→ STATED TASK:
Output exactly the lines from the line with "In this exercise you will mark every instance of the marshmallow" through the end of the records below. Include nothing else.

→ EXERCISE INPUTS:
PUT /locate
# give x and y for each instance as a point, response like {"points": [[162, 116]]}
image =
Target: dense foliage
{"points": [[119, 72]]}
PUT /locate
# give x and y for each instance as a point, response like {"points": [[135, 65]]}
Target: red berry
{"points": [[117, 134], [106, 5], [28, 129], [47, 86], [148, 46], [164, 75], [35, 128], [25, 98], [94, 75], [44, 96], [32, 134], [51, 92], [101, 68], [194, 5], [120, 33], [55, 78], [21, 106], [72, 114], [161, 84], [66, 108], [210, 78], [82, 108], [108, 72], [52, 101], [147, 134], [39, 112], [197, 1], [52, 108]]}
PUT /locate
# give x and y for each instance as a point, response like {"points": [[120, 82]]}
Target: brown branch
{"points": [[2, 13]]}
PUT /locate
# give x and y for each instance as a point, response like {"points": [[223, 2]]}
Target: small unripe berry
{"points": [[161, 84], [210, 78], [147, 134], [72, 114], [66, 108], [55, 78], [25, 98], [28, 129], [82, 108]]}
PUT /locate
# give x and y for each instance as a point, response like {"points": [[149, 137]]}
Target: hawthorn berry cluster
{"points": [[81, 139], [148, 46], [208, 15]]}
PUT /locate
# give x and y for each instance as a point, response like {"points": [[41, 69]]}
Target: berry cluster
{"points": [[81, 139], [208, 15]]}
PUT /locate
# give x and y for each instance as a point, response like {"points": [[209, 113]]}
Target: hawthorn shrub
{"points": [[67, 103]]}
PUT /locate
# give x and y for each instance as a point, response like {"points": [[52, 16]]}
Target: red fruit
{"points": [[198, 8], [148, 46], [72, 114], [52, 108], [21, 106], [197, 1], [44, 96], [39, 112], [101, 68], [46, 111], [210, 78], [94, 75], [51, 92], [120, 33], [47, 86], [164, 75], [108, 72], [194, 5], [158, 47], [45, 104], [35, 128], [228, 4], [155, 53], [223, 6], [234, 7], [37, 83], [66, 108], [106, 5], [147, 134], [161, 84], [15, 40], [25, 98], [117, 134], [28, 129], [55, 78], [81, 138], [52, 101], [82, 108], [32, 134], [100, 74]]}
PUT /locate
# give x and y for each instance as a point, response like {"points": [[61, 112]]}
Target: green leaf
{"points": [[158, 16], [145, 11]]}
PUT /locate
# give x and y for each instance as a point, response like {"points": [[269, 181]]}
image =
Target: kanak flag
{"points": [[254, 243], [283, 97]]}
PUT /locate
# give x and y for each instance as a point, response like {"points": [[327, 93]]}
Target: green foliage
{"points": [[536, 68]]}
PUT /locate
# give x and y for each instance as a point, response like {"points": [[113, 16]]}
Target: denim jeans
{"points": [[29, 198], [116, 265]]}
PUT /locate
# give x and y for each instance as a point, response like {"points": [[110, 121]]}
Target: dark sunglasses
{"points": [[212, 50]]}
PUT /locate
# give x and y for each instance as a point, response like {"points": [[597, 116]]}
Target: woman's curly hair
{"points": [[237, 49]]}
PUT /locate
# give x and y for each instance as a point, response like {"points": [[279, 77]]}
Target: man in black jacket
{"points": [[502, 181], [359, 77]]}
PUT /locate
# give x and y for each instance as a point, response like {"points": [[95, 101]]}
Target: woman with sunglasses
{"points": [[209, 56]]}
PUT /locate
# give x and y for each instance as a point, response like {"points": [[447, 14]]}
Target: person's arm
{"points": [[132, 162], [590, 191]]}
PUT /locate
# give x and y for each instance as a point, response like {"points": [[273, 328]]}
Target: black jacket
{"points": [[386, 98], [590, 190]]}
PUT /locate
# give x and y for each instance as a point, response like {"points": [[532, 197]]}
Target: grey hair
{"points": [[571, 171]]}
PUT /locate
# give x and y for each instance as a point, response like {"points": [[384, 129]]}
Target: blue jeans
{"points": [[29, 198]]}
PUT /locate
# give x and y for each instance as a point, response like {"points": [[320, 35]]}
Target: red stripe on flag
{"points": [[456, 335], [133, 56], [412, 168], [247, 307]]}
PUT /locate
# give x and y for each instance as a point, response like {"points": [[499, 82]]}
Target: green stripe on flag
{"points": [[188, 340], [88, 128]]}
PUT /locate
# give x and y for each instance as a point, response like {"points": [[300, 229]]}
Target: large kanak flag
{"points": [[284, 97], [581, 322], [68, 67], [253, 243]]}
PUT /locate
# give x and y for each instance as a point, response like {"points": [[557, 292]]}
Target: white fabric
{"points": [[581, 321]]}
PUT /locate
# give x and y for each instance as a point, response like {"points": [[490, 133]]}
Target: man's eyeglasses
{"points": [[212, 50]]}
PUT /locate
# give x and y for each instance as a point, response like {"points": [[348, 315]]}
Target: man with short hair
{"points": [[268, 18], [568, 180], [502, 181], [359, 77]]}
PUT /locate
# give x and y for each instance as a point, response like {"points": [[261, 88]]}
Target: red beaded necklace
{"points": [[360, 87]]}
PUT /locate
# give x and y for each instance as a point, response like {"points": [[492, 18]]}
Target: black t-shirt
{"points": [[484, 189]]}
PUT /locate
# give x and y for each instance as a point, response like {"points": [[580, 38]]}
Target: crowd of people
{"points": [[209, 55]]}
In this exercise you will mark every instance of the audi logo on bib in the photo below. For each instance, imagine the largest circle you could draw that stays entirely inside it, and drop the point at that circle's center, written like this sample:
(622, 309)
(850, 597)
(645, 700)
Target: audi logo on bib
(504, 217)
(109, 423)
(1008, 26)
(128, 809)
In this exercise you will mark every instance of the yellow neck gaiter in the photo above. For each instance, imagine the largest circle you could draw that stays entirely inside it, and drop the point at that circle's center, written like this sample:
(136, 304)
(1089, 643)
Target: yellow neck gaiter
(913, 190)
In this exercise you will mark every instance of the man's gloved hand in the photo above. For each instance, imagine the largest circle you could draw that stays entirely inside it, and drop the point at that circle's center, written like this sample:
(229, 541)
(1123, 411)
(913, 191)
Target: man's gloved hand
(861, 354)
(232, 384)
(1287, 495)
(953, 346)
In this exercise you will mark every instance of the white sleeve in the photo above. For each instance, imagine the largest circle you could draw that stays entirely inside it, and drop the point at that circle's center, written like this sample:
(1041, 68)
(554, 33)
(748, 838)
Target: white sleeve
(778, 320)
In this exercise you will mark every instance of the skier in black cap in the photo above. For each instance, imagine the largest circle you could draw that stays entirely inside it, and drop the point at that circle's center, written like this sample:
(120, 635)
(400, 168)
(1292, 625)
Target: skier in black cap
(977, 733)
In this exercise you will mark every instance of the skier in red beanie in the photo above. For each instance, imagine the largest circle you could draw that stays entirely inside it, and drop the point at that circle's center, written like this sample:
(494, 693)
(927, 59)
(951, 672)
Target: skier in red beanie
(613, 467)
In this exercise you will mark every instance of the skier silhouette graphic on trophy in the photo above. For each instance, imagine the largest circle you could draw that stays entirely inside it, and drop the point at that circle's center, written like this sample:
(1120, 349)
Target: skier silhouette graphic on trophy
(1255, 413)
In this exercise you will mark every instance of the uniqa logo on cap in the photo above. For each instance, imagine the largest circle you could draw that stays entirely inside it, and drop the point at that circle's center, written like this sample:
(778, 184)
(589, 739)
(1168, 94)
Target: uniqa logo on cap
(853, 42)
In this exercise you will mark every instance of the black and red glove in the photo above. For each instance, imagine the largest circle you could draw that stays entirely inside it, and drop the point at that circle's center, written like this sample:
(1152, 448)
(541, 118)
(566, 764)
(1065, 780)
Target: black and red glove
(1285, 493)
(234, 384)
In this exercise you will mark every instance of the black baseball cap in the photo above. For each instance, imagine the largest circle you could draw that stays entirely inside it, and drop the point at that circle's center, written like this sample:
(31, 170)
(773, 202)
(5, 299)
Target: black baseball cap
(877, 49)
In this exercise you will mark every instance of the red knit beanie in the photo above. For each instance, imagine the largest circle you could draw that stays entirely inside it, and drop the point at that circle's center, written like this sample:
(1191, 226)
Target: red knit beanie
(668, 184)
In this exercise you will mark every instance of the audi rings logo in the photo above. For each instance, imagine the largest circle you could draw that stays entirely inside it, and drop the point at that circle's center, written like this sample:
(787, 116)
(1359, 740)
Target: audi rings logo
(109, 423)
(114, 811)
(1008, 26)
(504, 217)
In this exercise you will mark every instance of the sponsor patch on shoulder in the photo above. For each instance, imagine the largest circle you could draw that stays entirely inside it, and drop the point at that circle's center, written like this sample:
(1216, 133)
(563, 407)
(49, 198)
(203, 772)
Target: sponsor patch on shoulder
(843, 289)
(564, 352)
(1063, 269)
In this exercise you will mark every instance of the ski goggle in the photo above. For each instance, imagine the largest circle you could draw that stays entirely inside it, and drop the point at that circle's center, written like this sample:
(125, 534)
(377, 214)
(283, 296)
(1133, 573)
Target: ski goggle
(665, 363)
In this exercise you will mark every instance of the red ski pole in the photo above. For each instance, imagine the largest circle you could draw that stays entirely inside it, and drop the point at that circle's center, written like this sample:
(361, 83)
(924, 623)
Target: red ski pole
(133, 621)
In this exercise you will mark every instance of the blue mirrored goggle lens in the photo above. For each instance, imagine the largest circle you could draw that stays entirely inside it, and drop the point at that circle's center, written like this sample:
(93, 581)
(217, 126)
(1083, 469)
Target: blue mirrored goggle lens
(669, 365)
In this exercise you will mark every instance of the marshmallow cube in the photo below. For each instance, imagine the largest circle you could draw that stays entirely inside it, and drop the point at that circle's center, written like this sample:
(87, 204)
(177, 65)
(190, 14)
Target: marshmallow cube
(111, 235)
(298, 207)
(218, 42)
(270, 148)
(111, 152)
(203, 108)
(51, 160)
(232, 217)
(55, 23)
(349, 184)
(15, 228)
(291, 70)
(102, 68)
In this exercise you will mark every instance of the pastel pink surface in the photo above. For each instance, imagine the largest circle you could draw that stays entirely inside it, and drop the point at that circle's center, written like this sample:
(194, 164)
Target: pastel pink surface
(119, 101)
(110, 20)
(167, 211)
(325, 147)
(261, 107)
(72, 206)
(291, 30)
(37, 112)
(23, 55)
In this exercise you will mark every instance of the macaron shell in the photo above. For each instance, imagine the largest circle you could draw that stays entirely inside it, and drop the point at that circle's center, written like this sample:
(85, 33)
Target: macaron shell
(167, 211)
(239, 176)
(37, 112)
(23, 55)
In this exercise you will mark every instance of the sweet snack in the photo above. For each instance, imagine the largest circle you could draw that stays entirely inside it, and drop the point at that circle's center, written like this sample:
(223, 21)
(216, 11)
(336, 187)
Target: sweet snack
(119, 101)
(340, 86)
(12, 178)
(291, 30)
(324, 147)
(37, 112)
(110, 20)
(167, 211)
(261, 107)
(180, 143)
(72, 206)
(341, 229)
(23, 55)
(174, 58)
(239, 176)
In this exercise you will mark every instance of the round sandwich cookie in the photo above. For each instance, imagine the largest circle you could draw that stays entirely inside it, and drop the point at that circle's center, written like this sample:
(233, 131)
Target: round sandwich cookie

→ EXPECTED OUTPUT:
In this exercise you will mark every instance of the marshmallow cube in the photo below. For each instance, imagine the largest circle you could draw that stays entirely inside it, and drop the point at that circle's center, written like this sample:
(87, 204)
(177, 65)
(190, 14)
Target: marshmallow cube
(111, 235)
(298, 207)
(218, 42)
(270, 148)
(111, 152)
(203, 108)
(51, 160)
(232, 217)
(55, 23)
(349, 184)
(15, 228)
(291, 70)
(102, 68)
In this exercise you will mark every instance of the pastel pink surface in the photo above. For each instance, imagine the largest circle you could draw that stays entirely inside it, and drop the point at that circle's center, written like this sample:
(194, 164)
Target: pastel pink surface
(119, 101)
(110, 20)
(167, 211)
(325, 147)
(261, 107)
(72, 206)
(291, 30)
(37, 112)
(23, 55)
In this exercise you will mark every instance of the macaron shell in the photo above. For each instance, imagine the largest circle you could draw that stays entirely inside it, and drop the point at that circle's center, written like this sample:
(85, 33)
Target: macaron shell
(167, 211)
(239, 176)
(37, 112)
(23, 55)
In this exercise you will mark every instance of the sweet snack in the photo above. For each instance, imagine the largest circle you could draw that stays entirely inside it, and drop the point at that circle's center, written like this sample:
(223, 21)
(216, 11)
(336, 187)
Target: sweet snack
(119, 101)
(340, 86)
(12, 178)
(291, 30)
(324, 147)
(37, 112)
(110, 20)
(167, 211)
(261, 107)
(180, 143)
(72, 206)
(341, 229)
(23, 55)
(174, 58)
(239, 176)
In this exercise you will mark every instance of the round sandwich cookie in the photo above. For each instance, imagine the largest circle you could draw that stays entirely inside it, and drop the point at that circle's center, written like this sample:
(233, 131)
Target: round sandwich cookie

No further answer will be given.